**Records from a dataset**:
((

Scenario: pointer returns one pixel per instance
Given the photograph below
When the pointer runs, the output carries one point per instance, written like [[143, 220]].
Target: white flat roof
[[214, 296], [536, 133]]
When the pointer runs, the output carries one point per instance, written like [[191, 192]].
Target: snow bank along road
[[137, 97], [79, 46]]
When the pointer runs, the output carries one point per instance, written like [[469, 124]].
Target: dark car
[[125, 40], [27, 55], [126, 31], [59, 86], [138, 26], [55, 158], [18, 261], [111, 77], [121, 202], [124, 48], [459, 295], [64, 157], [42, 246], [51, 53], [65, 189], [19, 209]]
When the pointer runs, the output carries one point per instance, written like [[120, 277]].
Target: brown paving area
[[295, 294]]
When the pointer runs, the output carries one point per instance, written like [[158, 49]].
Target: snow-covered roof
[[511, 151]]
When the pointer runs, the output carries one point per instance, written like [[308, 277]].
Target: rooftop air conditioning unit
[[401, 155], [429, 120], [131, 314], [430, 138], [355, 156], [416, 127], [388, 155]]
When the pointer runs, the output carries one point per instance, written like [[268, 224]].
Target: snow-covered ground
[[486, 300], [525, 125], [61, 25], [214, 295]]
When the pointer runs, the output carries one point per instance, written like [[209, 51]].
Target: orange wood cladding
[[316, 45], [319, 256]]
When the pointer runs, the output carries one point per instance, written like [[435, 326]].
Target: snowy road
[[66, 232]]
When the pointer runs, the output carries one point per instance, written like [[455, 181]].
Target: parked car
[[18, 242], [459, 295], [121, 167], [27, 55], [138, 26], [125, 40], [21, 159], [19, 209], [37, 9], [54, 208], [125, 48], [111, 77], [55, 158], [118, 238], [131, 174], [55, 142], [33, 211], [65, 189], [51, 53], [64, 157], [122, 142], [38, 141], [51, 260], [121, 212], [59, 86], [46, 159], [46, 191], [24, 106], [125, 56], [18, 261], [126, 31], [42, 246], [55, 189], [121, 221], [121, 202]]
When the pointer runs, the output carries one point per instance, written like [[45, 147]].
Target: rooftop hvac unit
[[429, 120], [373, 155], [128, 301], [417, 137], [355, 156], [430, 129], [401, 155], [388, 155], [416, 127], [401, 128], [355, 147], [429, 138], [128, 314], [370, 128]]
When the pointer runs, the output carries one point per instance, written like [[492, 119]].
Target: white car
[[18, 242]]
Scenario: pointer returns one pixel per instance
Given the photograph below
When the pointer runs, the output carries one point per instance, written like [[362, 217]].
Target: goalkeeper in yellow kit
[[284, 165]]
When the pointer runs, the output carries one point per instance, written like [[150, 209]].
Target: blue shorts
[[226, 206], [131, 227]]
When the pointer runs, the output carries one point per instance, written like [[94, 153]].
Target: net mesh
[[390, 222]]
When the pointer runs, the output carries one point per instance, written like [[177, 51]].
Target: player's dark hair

))

**Problem to solve**:
Copy out every one of the entries above line for line, leaving each one unchanged.

**Completed exercise**:
Scenario: pointer returns one pixel per instance
Given the photograph below
When the pointer runs, the output carries one point per instance, written like [[143, 220]].
Target: white flat roof
[[214, 296], [536, 133]]
When the pointer runs, the output carries one point per instance, written like [[191, 192]].
Target: snow bank along road
[[137, 97], [79, 46]]
When the pointer runs, the output carries one point per instance, written like [[469, 124]].
Target: dark car
[[125, 40], [27, 55], [126, 31], [59, 86], [138, 26], [55, 158], [18, 261], [111, 77], [121, 202], [124, 48], [459, 295], [64, 157], [42, 246], [51, 53], [65, 189], [19, 209]]
When the pointer runs, the output carries one point per instance, written like [[120, 277]].
Target: brown paving area
[[295, 294]]
When the pointer runs, the output carries one point per instance, written like [[158, 49]].
Target: snow-covered roof
[[511, 151]]
When the pointer runs, the output carries one point per instance, written like [[308, 277]].
Target: rooftop air conditioning unit
[[401, 155], [429, 120], [131, 314], [430, 138], [355, 156], [416, 127], [388, 155]]
When the pointer runs, the output carries one point per instance, written like [[268, 224]].
Target: snow-covered ground
[[486, 300], [525, 125], [61, 25], [214, 295]]
When the pointer runs, the output carries one point per instance, written like [[209, 51]].
Target: orange wood cladding
[[316, 45], [319, 256]]
When the pointer runs, the output carries one point per instance, written like [[435, 326]].
Target: snowy road
[[66, 232]]
When the pointer runs, the output carries one point per instance, written like [[455, 181]].
Target: parked car
[[18, 242], [459, 295], [121, 167], [27, 55], [138, 26], [125, 40], [21, 159], [19, 209], [37, 9], [54, 208], [125, 48], [111, 77], [55, 158], [118, 238], [131, 174], [55, 142], [33, 211], [65, 189], [51, 53], [64, 157], [122, 142], [38, 141], [51, 260], [121, 212], [59, 86], [46, 159], [46, 191], [24, 106], [125, 56], [18, 261], [126, 31], [42, 246], [55, 189], [121, 221], [121, 202]]
When the pointer runs, the output carries one point per instance, written like [[45, 147]].
Target: rooftop hvac unit
[[429, 120], [373, 155], [128, 301], [417, 137], [355, 156], [430, 129], [401, 155], [388, 155], [416, 127], [401, 128], [355, 147], [429, 138], [128, 314], [370, 128]]
When the pointer runs, the output carries one point per instance, written like [[492, 119]].
Target: white car
[[18, 242]]
Scenario: pointer returns one pixel per instance
Given the photograph below
When the pointer runs, the output carries one point per instance, written like [[362, 217]].
Target: goalkeeper in yellow kit
[[284, 165]]
When the pointer runs, the output carries one point per instance, written like [[150, 209]].
Target: blue shorts
[[226, 206], [131, 227]]
When the pointer runs, the output carries one point per instance, written like [[94, 153]].
Target: net mesh
[[390, 222]]
When the pointer runs, the output carries one point per instance, written like [[177, 51]].
Target: player's dark hair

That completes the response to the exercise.